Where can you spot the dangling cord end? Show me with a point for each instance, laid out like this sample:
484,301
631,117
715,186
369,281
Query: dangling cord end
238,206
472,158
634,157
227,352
--------------------------------------------------
TASK GOAL:
Would you copy out each line exactly as written?

EXERCISE OUTPUT:
Where can you spot the dangling cord end? Show me with a point for each instance, laid out like this sample:
484,301
631,117
715,186
369,281
Query: dangling cord end
238,206
472,158
634,157
227,352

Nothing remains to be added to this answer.